_Exercise requirements_
Copy out the records from the very beginning through the line containing "[147,57,164,77]", with both ends included. Leave the pictures out.

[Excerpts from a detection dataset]
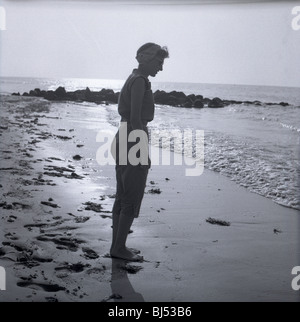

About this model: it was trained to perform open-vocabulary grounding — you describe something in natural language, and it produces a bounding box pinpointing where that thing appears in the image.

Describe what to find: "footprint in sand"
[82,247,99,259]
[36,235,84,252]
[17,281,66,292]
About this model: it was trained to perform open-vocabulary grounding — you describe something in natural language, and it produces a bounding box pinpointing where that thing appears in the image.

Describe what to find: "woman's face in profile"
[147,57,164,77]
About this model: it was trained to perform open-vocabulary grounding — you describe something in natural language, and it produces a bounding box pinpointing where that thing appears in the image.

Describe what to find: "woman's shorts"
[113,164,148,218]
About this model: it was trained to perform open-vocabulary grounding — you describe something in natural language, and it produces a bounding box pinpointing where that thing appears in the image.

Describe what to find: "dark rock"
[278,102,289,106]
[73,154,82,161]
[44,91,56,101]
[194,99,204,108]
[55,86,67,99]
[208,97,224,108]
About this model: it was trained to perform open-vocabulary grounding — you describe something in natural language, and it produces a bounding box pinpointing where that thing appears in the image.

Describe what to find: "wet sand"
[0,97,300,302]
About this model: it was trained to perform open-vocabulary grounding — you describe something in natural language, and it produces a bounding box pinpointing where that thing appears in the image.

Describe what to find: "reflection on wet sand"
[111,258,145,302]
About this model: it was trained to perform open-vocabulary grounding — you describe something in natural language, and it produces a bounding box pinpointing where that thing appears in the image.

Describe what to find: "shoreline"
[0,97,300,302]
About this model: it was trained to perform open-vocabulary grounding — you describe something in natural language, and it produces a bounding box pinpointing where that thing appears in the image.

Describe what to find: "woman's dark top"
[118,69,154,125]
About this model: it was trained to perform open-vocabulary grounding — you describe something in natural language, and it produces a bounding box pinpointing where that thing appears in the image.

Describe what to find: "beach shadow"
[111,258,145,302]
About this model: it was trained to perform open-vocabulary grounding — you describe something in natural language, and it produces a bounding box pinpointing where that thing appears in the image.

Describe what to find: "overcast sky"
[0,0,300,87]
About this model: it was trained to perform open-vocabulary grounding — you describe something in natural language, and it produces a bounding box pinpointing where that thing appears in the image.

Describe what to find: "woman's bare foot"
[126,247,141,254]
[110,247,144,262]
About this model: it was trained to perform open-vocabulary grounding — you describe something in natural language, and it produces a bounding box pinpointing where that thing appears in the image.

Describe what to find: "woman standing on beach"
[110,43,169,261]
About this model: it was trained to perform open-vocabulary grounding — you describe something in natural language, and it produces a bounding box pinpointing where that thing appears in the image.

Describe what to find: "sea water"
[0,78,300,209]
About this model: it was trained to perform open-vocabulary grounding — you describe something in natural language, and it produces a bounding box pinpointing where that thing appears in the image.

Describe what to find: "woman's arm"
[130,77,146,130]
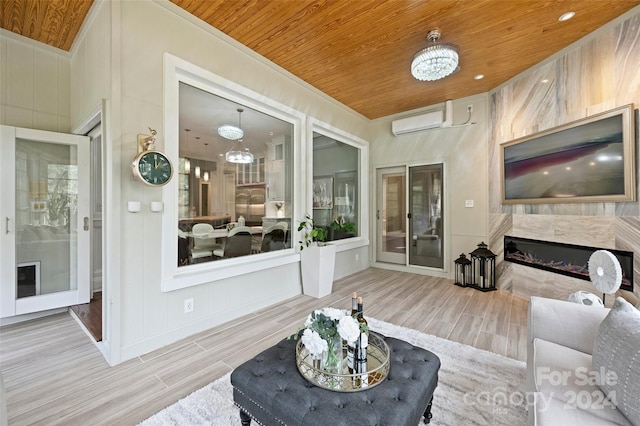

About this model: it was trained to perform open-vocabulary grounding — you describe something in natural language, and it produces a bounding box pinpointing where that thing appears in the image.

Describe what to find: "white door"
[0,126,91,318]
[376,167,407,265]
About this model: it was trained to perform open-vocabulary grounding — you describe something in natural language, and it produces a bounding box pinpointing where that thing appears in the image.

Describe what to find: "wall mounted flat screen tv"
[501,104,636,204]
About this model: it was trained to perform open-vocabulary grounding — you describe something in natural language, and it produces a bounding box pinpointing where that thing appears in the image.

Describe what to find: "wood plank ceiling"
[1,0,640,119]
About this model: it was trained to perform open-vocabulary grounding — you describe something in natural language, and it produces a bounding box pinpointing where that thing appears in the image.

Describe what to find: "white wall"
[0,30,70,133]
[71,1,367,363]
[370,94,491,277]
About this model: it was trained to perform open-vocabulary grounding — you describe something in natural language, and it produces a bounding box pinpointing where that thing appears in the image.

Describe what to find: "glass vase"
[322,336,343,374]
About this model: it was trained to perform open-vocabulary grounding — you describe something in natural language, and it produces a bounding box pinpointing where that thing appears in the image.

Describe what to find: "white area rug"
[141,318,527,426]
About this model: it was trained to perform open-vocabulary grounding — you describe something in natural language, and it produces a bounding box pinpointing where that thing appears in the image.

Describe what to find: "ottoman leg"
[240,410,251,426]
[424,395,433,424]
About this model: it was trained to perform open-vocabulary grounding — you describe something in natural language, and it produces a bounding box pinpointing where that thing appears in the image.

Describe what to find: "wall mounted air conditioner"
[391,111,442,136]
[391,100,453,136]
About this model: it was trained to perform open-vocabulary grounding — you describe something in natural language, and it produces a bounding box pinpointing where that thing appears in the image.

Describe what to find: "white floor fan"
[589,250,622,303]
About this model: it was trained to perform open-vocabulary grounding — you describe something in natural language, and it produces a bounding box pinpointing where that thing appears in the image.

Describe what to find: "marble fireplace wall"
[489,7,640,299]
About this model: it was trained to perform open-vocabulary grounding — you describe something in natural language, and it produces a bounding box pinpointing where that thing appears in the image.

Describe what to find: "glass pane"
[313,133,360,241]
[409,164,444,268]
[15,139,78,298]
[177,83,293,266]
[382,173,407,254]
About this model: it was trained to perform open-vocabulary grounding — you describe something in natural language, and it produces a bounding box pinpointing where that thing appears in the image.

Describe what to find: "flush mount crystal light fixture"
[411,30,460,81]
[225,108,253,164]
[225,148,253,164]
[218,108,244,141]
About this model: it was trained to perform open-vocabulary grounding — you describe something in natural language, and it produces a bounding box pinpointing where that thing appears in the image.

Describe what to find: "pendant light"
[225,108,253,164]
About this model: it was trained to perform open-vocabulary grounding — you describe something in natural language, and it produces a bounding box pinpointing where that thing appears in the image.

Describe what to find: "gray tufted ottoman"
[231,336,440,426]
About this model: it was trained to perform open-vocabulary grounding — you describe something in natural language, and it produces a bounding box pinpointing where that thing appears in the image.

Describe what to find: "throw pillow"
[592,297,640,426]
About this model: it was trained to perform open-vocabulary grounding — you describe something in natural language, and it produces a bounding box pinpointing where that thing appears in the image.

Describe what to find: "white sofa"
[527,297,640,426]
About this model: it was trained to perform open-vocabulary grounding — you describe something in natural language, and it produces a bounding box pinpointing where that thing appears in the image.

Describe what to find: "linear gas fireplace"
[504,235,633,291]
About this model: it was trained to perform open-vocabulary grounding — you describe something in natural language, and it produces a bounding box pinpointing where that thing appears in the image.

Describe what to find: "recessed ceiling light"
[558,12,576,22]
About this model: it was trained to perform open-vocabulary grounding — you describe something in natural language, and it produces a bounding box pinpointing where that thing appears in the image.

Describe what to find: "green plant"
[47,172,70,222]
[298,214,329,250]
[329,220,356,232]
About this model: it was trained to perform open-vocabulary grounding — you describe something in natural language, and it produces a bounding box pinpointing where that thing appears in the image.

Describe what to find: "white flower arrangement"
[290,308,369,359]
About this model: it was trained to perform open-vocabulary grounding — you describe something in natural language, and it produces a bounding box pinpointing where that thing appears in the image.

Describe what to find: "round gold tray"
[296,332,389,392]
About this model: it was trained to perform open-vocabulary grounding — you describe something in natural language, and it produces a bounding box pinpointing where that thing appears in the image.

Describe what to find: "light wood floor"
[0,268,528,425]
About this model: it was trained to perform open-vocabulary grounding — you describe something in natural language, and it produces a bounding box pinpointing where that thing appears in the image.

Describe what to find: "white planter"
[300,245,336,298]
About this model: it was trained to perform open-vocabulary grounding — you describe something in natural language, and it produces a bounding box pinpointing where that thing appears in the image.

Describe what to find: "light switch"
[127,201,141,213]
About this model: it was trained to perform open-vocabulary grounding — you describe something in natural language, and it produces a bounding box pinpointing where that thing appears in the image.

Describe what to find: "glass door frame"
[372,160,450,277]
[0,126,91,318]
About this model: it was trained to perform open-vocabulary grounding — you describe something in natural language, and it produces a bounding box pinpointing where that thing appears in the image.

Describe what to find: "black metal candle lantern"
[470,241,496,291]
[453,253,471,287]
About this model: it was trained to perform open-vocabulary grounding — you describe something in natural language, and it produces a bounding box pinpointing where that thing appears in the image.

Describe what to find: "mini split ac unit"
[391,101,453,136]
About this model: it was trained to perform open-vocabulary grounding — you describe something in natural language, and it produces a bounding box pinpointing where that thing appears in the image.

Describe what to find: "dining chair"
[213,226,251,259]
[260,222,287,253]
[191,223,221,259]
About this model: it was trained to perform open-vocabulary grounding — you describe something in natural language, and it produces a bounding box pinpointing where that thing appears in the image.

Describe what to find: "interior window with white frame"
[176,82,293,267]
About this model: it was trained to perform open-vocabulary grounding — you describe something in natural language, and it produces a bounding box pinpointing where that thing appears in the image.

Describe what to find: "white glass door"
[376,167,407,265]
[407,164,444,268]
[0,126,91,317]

_Answer in full_
About this model: it was trained to perform open-vocabulary grounding — you describe something in natural language, and it produces a bounding box pinpointing where that thing appears in the image.

Describe what to find: "footprint in sand"
[82,247,99,259]
[36,235,84,252]
[17,281,66,292]
About this model: it was trained to perform open-vocabulary grounding — you describe something in natural language, and it produces a bounding box pinpointing where that thing appears in the image.

Describe what to find: "woman's face in profile"
[147,57,164,77]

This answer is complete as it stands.